Items from a data collection
....

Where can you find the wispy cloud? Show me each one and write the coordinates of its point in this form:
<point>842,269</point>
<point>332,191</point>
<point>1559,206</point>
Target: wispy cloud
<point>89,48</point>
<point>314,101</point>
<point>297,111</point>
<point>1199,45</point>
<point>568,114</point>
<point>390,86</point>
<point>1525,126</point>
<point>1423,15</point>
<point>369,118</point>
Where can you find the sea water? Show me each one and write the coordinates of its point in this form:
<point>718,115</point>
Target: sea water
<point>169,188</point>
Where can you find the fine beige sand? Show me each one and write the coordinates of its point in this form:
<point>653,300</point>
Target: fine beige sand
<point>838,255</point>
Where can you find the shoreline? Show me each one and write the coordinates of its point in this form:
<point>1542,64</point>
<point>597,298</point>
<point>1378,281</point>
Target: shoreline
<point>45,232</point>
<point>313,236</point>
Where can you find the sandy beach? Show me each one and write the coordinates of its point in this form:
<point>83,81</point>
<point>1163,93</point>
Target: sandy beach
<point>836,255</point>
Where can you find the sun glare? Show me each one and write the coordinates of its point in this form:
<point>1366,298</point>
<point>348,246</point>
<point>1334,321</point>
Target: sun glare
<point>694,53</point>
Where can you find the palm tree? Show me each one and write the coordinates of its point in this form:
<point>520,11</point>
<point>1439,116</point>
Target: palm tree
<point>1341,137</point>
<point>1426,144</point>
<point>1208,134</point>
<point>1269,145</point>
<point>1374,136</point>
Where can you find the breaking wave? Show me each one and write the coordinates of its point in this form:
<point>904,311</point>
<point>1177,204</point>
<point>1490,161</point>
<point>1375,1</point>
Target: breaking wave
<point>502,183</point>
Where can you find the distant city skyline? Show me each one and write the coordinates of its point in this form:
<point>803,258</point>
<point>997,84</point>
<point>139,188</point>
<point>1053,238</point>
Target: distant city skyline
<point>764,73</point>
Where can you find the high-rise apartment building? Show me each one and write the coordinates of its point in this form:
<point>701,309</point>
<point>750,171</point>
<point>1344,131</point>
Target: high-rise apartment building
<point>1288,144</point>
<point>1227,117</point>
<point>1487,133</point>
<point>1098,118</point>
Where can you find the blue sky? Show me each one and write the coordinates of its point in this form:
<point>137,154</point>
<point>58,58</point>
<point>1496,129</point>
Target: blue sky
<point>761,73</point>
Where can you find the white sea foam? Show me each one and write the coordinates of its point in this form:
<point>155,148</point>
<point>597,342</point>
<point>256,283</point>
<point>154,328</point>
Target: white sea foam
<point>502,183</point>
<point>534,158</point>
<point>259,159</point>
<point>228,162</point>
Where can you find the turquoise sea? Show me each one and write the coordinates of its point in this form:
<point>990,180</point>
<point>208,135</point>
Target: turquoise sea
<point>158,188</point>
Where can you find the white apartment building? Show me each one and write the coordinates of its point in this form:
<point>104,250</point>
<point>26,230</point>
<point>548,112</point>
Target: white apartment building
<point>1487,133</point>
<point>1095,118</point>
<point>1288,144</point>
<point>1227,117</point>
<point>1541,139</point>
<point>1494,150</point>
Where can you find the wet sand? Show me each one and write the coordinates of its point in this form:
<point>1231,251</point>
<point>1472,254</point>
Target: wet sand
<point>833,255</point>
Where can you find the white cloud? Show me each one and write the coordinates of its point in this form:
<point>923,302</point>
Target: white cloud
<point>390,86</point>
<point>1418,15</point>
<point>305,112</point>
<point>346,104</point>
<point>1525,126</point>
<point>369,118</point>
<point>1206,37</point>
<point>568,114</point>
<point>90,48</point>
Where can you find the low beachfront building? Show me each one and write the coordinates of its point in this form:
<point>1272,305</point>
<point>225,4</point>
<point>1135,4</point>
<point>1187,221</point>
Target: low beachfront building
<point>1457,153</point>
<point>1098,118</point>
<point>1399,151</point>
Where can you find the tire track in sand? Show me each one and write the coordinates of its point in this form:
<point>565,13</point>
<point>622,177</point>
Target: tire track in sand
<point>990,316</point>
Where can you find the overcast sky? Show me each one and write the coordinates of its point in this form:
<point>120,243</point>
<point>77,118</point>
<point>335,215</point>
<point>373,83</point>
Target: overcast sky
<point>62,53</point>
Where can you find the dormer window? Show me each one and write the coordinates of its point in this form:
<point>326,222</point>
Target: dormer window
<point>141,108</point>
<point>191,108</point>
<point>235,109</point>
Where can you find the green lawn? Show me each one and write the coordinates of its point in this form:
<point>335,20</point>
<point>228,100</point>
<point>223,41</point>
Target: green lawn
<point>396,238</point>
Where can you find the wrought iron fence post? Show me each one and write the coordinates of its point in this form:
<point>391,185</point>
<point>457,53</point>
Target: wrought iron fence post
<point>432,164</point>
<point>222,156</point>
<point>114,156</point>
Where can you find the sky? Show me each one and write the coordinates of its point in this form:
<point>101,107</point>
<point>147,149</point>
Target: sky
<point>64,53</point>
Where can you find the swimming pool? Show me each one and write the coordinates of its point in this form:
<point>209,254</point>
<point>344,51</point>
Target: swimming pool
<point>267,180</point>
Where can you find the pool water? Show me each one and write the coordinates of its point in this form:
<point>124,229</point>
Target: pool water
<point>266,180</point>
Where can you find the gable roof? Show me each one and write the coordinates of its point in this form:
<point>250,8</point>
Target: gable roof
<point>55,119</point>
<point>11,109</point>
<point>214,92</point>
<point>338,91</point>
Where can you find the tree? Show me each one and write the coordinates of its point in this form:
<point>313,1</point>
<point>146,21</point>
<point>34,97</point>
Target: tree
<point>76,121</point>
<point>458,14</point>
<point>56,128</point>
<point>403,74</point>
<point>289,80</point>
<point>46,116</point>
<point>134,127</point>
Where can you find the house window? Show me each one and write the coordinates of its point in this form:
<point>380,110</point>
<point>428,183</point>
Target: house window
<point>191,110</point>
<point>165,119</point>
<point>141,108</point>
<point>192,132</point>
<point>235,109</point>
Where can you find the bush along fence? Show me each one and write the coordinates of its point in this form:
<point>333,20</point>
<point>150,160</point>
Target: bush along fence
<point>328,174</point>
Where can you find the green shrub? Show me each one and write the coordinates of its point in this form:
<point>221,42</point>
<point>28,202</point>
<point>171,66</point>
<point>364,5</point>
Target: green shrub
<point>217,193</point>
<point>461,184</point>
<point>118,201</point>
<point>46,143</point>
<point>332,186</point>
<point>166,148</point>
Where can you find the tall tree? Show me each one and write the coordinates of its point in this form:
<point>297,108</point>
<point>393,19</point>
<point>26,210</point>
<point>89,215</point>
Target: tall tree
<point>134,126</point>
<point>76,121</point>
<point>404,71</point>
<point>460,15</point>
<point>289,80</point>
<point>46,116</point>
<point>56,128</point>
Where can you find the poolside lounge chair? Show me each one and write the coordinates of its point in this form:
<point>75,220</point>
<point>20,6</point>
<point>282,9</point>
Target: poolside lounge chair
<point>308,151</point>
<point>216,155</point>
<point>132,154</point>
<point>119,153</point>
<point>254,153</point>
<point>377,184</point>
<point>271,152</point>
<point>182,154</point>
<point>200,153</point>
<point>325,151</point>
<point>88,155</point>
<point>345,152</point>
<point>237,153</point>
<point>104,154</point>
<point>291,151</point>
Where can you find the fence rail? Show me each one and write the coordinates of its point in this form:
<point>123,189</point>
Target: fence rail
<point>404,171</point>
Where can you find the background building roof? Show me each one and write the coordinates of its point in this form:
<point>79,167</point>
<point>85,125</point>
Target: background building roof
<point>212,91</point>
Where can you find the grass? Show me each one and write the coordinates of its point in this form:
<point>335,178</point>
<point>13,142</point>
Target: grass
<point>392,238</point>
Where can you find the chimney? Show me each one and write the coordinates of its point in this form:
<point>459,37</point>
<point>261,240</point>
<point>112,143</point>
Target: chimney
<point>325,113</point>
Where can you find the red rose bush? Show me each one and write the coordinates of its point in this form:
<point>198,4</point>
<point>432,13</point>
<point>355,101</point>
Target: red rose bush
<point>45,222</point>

....

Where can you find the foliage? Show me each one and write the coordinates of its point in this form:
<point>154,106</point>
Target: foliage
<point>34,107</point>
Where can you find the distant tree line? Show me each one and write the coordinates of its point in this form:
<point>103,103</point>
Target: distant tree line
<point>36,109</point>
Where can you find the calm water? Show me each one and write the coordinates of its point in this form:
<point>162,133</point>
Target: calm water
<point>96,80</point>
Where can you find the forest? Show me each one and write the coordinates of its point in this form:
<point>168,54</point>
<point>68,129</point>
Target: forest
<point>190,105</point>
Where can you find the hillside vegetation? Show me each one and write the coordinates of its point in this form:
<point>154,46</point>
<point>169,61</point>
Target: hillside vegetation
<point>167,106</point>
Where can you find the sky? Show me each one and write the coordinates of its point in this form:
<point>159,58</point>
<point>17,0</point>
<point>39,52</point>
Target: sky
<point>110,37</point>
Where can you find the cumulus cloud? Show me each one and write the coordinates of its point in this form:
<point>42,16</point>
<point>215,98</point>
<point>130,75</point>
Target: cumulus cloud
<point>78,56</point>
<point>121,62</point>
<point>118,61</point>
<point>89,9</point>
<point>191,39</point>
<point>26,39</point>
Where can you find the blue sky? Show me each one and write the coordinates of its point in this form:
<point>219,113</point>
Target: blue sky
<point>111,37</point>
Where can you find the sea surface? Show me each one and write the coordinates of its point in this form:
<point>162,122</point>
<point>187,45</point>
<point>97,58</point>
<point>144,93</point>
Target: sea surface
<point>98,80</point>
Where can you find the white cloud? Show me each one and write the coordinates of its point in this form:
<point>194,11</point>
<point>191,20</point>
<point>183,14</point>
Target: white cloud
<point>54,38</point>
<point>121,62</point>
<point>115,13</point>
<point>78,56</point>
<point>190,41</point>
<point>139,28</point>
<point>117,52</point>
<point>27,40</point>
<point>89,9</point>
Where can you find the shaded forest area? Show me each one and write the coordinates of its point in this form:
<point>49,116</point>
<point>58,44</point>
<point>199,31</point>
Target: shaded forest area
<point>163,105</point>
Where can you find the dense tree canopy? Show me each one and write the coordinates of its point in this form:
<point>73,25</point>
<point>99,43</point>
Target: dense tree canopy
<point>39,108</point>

....

#### [Problem to solve]
Give the lines from the one containing "Where can you find the wispy" through the one containing "<point>838,255</point>", both included, as a JSON list of strings with one string per line and blank lines omitted.

#### [Result of the task]
[
  "Where can you find the wispy cloud? Show me each one and write the coordinates of its point in this form:",
  "<point>842,269</point>",
  "<point>332,191</point>",
  "<point>1559,206</point>",
  "Target: wispy cloud",
  "<point>89,48</point>",
  "<point>314,101</point>",
  "<point>297,111</point>",
  "<point>1199,45</point>",
  "<point>568,114</point>",
  "<point>390,86</point>",
  "<point>1525,126</point>",
  "<point>1423,15</point>",
  "<point>369,118</point>",
  "Where can you find the sea water? Show me each one and write the coordinates of its point in this form:",
  "<point>718,115</point>",
  "Target: sea water",
  "<point>169,188</point>",
  "Where can you find the fine beige sand? Show me each one and write the coordinates of its point in this form:",
  "<point>653,300</point>",
  "Target: fine beige sand",
  "<point>838,255</point>"
]